Supplied records —
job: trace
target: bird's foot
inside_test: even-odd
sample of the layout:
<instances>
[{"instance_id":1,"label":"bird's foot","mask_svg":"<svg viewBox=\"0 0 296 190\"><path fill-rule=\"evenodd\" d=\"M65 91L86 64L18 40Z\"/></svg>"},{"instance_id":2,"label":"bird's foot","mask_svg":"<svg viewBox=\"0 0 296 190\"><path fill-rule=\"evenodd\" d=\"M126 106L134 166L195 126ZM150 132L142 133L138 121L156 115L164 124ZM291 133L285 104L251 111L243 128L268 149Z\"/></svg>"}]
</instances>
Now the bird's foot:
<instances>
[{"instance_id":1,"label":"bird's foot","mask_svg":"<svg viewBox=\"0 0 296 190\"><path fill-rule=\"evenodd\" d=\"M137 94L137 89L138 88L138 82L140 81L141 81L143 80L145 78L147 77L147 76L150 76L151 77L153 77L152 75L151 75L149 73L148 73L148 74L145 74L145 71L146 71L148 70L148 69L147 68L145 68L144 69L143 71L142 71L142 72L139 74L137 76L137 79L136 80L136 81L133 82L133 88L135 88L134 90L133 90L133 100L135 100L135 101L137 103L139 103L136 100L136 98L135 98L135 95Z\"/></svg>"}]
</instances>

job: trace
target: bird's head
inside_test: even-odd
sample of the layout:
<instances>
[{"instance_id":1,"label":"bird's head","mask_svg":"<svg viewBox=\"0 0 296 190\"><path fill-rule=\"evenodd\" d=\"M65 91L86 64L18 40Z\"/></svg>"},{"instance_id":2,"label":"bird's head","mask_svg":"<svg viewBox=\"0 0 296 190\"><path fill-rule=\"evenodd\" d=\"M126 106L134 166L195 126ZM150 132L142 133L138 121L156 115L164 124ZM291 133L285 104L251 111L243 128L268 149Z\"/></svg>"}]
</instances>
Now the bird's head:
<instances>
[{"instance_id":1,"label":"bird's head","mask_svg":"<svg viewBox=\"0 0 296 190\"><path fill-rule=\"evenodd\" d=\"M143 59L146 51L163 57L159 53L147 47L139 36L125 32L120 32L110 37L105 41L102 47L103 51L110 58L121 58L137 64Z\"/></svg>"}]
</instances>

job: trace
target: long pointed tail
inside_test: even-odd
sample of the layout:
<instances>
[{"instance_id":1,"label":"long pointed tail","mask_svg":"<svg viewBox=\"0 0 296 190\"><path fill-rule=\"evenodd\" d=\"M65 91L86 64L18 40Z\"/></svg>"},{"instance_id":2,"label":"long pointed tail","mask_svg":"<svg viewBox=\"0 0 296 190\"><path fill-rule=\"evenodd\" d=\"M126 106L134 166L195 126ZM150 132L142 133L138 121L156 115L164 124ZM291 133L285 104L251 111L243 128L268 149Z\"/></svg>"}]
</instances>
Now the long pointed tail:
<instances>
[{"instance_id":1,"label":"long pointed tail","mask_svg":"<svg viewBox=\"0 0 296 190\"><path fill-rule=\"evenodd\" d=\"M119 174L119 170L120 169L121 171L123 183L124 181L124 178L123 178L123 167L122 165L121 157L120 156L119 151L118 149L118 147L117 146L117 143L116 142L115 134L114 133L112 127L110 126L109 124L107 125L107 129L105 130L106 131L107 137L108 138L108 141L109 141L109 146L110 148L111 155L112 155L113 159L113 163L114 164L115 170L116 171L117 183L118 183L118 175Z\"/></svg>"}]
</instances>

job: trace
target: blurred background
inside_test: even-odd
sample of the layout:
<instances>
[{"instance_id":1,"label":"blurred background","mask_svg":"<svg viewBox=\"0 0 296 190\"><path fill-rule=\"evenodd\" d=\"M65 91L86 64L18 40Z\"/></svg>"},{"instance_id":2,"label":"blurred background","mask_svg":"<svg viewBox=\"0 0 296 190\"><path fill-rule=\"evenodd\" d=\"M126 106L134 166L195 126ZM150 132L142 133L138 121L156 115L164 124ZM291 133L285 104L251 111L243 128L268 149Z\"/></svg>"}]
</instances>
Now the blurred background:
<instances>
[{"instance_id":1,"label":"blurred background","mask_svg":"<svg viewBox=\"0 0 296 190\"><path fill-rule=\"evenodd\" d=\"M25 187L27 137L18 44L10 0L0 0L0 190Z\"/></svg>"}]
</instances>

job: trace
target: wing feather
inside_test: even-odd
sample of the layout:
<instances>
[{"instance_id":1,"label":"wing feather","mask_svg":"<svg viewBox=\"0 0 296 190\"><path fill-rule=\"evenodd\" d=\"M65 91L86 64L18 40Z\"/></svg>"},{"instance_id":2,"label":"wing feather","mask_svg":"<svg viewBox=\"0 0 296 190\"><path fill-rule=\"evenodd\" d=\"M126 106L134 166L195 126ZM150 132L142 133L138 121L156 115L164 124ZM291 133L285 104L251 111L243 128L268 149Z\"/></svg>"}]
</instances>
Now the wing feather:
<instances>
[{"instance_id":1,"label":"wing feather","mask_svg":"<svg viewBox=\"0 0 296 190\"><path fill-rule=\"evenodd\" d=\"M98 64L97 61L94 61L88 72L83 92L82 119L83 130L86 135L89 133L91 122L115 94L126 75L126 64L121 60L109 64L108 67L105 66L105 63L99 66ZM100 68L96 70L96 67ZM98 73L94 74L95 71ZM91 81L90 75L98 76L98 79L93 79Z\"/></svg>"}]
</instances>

Work to be completed — Collect every line of the items above that contains the string "tail", copying each line in full.

Output below —
target: long pointed tail
[{"instance_id":1,"label":"long pointed tail","mask_svg":"<svg viewBox=\"0 0 296 190\"><path fill-rule=\"evenodd\" d=\"M65 91L86 64L18 40Z\"/></svg>"},{"instance_id":2,"label":"long pointed tail","mask_svg":"<svg viewBox=\"0 0 296 190\"><path fill-rule=\"evenodd\" d=\"M126 106L134 166L195 126ZM150 132L142 133L138 121L156 115L164 124ZM291 133L285 104L251 111L243 128L268 149Z\"/></svg>"}]
Now the long pointed tail:
[{"instance_id":1,"label":"long pointed tail","mask_svg":"<svg viewBox=\"0 0 296 190\"><path fill-rule=\"evenodd\" d=\"M119 174L119 170L120 169L121 171L123 183L124 181L124 178L123 178L123 167L122 165L121 157L120 156L119 151L118 149L118 147L117 146L117 143L116 142L115 134L114 133L112 127L110 126L109 124L107 125L107 129L105 130L106 131L107 137L108 138L108 141L109 141L109 146L110 148L111 155L112 155L113 159L113 163L114 164L115 170L116 171L117 183L118 183L118 175Z\"/></svg>"}]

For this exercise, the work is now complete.